:: Article ::

Sinatra’s meteoric rise in show business did not affect his sense of himself as a little guy who was still represented politically by the Democratic Party and, in particular, by Franklin D. Roosevelt. He was thrilled to be invited to a White House tea in 1944. “Fainting, which once was so prevalent, has become a lost art among the ladies,” the president told Sinatra. “I’m glad you have revived it.” Sinatra was awestruck: “I thought here is the greatest guy alive today and here’s a little guy from Hoboken, shaking his hand. He knows about everything, even my racket.” Although mainstream entertainers universally shunned partisan politics at this time (why alienate the half of your audience that supports the other party?), Sinatra campaigned widely for Roosevelt in 1944, singing and speaking to audiences all over the country. He told a national radio audience on election eve, “Since [FDR] is good for me and my country, he must be good for all the other ordinary guys and their kids.”

:::
:: Listed entries ::

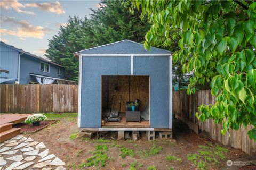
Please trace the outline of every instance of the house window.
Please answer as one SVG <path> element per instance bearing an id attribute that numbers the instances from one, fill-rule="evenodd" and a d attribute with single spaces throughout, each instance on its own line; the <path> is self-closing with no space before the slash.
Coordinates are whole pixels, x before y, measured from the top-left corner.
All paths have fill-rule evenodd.
<path id="1" fill-rule="evenodd" d="M 57 74 L 58 75 L 61 75 L 61 68 L 57 68 Z"/>
<path id="2" fill-rule="evenodd" d="M 45 72 L 50 72 L 50 65 L 48 64 L 41 62 L 40 63 L 40 70 Z"/>

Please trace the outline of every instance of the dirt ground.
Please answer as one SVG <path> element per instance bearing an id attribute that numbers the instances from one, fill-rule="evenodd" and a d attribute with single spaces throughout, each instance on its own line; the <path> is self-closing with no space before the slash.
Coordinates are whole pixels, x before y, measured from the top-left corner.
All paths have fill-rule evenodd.
<path id="1" fill-rule="evenodd" d="M 206 165 L 206 169 L 219 169 L 226 166 L 227 160 L 250 160 L 250 157 L 244 152 L 233 148 L 222 146 L 218 142 L 207 137 L 197 135 L 189 130 L 185 124 L 177 120 L 174 120 L 173 135 L 173 140 L 147 141 L 140 139 L 137 141 L 117 141 L 116 133 L 102 134 L 101 138 L 113 139 L 108 143 L 95 143 L 90 140 L 82 140 L 78 137 L 71 139 L 70 135 L 79 131 L 77 127 L 76 119 L 74 118 L 63 118 L 59 121 L 33 134 L 25 134 L 31 137 L 36 141 L 43 142 L 54 153 L 66 163 L 67 169 L 79 169 L 82 163 L 86 163 L 88 158 L 93 156 L 92 151 L 95 150 L 97 144 L 106 144 L 108 150 L 107 156 L 110 158 L 102 167 L 84 167 L 85 169 L 147 169 L 150 166 L 154 165 L 157 169 L 199 169 L 196 165 L 188 160 L 189 154 L 198 153 L 198 147 L 205 146 L 220 146 L 223 149 L 228 149 L 225 154 L 225 158 L 218 160 L 217 164 Z M 124 158 L 119 156 L 120 147 L 115 147 L 113 143 L 120 145 L 122 147 L 133 149 L 135 155 L 133 157 L 128 156 Z M 162 147 L 162 150 L 158 154 L 145 157 L 141 155 L 141 151 L 148 150 L 157 146 Z M 50 153 L 51 154 L 51 153 Z M 142 154 L 143 155 L 143 154 Z M 165 157 L 168 155 L 175 156 L 181 158 L 181 161 L 167 161 Z M 131 164 L 137 162 L 135 169 L 130 168 Z M 140 165 L 139 166 L 138 165 Z M 123 167 L 122 166 L 123 165 Z M 143 166 L 142 166 L 143 165 Z M 236 169 L 238 169 L 237 168 Z M 253 165 L 244 166 L 240 169 L 256 169 Z"/>

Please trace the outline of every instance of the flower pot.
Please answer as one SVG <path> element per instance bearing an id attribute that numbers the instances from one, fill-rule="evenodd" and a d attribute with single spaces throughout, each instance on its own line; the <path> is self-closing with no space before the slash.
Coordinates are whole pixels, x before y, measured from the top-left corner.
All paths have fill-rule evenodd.
<path id="1" fill-rule="evenodd" d="M 33 126 L 40 126 L 40 121 L 36 121 L 33 122 Z"/>

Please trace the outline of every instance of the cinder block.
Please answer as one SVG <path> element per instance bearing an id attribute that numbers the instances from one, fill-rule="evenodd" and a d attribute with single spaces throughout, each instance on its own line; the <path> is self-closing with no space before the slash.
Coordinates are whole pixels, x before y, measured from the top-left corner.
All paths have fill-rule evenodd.
<path id="1" fill-rule="evenodd" d="M 124 140 L 124 131 L 118 131 L 118 137 L 117 140 Z"/>
<path id="2" fill-rule="evenodd" d="M 148 140 L 155 140 L 155 131 L 146 131 L 146 135 Z"/>
<path id="3" fill-rule="evenodd" d="M 163 138 L 172 138 L 172 131 L 164 131 L 159 132 L 159 137 L 160 139 Z"/>

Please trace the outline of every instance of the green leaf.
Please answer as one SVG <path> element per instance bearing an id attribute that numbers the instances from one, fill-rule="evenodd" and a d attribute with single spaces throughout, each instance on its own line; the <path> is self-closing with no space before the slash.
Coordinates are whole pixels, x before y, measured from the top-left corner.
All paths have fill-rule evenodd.
<path id="1" fill-rule="evenodd" d="M 245 101 L 247 97 L 247 94 L 246 91 L 244 88 L 243 88 L 239 92 L 238 97 L 240 100 L 241 100 L 244 104 L 245 104 Z"/>
<path id="2" fill-rule="evenodd" d="M 249 83 L 253 87 L 256 86 L 256 71 L 251 70 L 249 71 L 247 74 L 247 79 Z"/>
<path id="3" fill-rule="evenodd" d="M 228 42 L 226 39 L 223 39 L 218 45 L 217 50 L 220 53 L 221 55 L 222 55 L 223 52 L 226 50 L 227 45 Z"/>
<path id="4" fill-rule="evenodd" d="M 229 47 L 230 47 L 230 49 L 233 52 L 236 50 L 238 45 L 238 44 L 236 39 L 235 38 L 231 37 L 230 41 L 229 42 Z"/>

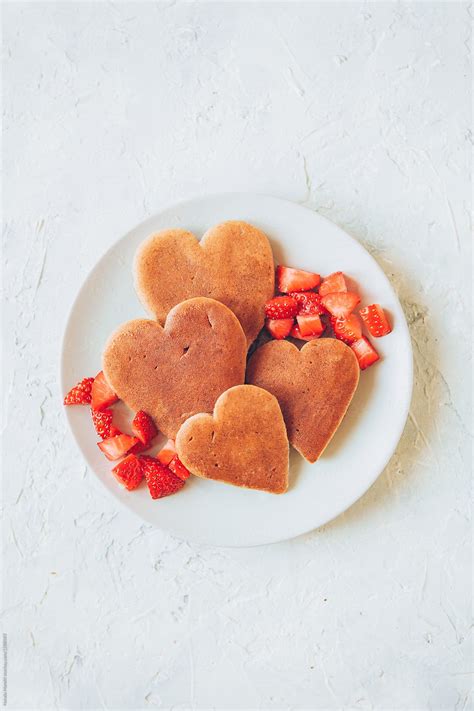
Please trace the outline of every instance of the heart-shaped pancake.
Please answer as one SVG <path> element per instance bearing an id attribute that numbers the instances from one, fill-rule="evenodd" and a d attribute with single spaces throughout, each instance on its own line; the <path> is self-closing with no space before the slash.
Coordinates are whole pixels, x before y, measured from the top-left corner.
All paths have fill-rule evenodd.
<path id="1" fill-rule="evenodd" d="M 276 398 L 253 385 L 223 393 L 212 415 L 190 417 L 176 437 L 184 466 L 204 479 L 282 494 L 288 437 Z"/>
<path id="2" fill-rule="evenodd" d="M 162 327 L 137 319 L 106 344 L 102 363 L 118 397 L 145 410 L 167 437 L 196 412 L 212 412 L 221 393 L 244 382 L 247 342 L 237 317 L 214 299 L 175 306 Z"/>
<path id="3" fill-rule="evenodd" d="M 149 237 L 135 255 L 134 274 L 139 298 L 160 323 L 181 301 L 207 296 L 235 313 L 249 344 L 263 326 L 274 289 L 267 236 L 239 221 L 212 227 L 200 242 L 181 229 Z"/>
<path id="4" fill-rule="evenodd" d="M 301 350 L 270 341 L 247 364 L 247 382 L 280 403 L 290 444 L 315 462 L 339 427 L 359 382 L 359 365 L 342 341 L 321 338 Z"/>

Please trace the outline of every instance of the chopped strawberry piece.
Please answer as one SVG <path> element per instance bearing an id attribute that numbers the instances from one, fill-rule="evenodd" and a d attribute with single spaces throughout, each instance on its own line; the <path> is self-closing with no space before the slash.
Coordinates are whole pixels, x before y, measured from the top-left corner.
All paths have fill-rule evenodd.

:::

▸ **Requests**
**a.** Render this sentence from the Sinatra and Roosevelt passage in Spanish: "He was thrilled to be invited to a White House tea in 1944."
**b.** Carry on the Sinatra and Roosevelt passage from its final sentence.

▸ **Set of answers**
**a.** Le emocionó que lo invitaran a un té en la Casa Blanca en 1944.

**b.**
III

Sinatra turned 29 on Dec. 12, 1944, a month after FDR was reelected. Consider the transformations he already had wrought in American politics, culture, and music.

In the political arena, Sinatra had broken down the barrier between entertainment and politics. Sinatra’s own involvement in politics peaked in 1960, when he devoted the better part of a year to helping John F. Kennedy get elected president, then took a right turn in the 1970’s when he became a Republican activist. More important, however, Sinatra laid the groundwork for what the journalist Ronald Brownstein has called “the Hollywood-Washington connection,” in which “celebrities look to politicians to validate them as part of the company of serious men and women, and politicians look to celebrities to validate them as part of the company of the famous.” In an era of declining political parties, politicians have made the trek to Hollywood for campaign funds and celebrity endorsements a major part of their quest for office. Because of Sinatra, Hollywood’s doors have been open to them.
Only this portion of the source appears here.